[START Page text]

OVERVIEW post election thoughts by great writers

ghandi
Dear Friends,
It’s Friday, 11/11/16 and I have been deeply touched by the devotional choir of writers, artists, environmentalist, Indigenous Peoples post the election of Trump.
Here are some of my favorite people’s sentiments. Suzanne Lewis, Editorheart

“Don’t Despair”
Copyright © 2016 by Alice Walker

When I was a child growing up in middle Georgia, I thought all white men were like Donald Trump. They too seemed petulant and spoiled, unhappy with everything they were not the center of, brutal toward the feelings of those “beneath” them, and comfortable causing others to act out of hate. How did we survive this?

I think of my father, a poor sharecropper with eight children, so desperate for change in a system that left his family in danger of starving that he walked to the polling place – a tiny, white owned store in the middle of nowhere – to cast the first vote by a black person in the county. Three white men holding shotguns sat watching him, for niggers were not supposed to vote and they were there to enforce this common law. My father voted for Roosevelt and a “New Deal” he hoped would also apply to black people.

I come from a line of folks who chose to live or die on their feet. My 4-Greats grandmother was forced to walk chained from a slave ship in Virginia, and carried two small children that probably weren’t hers all the way to Middle Georgia. There she was forced to work for strange, pale people who could only have appeared to be demons to her. She was given as a wedding gift to a young married couple when she was advanced in age; what the story of this event was is a mystery to this day. All we know is that she lived to bury all these people and that it is her who is remembered.

My aunts and uncles learned trades – tailoring, bricklaying, masonry, house-building – whatever was allowed for black people, and raised their children in homes of stability and even comfort, while the white world beyond their neighborhoods attempted to squeeze them into corners so tiny that to the majority of “citizens” of the cities they lived in, they did not even exist.

How to survive dictatorship. That is what much of the rest of the world has had to learn. Our country has imposed this condition on so many places and peoples around the globe it is naive to imagine we would avoid it. Besides, do Native Americans and African American descendents of enslaved people not realize they have never lived in anything but a dictatorship?

In this election we did not really have a healthy choice, as is said in a commercial for something I vaguely remember. Or, as a friend puts it: “‘the “choice” was between disaster and catastrophe.”‘ If this puzzles you, here is the next step of my counsel: Study. Really attempt to understand the people you are voting for. What are they doing when they’re not smiling at you in anticipation of your vote? Study hard, deeply, before the Internet is closed, before books are disappeared. Know your history and the ways it has been kept secret from you. Understand how politicians you vote for understand your history better than you do; which helps them manipulate your generations. It is our ignorance that keeps us hoping somebody we elect will do all the work while we drive off to the mall. Forget this behavior as if it were a dream. It was. In some way, many of us will find, perhaps to our astonishment, that we have not really lived until this moment.

[END Page text]

Reproduce the election reflections word for word, beginning at "How to survive" and ending at "but a dictatorship?". The entries that come next were taken from a different source.

[START Provided data]

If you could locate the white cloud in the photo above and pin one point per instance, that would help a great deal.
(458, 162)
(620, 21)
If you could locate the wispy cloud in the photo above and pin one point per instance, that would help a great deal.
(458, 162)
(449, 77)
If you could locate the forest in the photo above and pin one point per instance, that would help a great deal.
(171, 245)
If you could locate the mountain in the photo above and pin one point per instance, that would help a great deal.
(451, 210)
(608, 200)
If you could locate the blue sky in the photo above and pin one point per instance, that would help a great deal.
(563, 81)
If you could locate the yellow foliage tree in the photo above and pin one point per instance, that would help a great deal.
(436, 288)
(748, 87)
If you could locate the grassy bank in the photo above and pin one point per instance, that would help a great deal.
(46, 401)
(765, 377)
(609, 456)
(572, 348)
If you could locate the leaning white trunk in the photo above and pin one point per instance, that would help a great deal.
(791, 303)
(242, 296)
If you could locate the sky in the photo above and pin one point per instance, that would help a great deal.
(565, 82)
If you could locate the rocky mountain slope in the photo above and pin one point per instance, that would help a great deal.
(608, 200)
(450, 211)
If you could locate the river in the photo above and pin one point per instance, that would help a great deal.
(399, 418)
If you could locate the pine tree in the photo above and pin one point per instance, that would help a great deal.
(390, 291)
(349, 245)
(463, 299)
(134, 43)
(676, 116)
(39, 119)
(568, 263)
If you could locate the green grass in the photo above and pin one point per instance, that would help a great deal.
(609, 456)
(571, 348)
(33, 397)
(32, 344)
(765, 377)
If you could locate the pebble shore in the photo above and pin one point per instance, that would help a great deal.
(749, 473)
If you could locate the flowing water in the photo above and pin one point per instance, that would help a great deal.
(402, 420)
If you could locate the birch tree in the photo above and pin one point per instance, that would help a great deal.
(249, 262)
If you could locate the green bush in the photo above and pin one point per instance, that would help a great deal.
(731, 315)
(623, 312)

[END Provided data]

* Result
How to survive dictatorship. That is what much of the rest of the world has had to learn. Our country has imposed this condition on so many places and peoples around the globe it is naive to imagine we would avoid it. Besides, do Native Americans and African American descendents of enslaved people not realize they have never lived in anything but a dictatorship?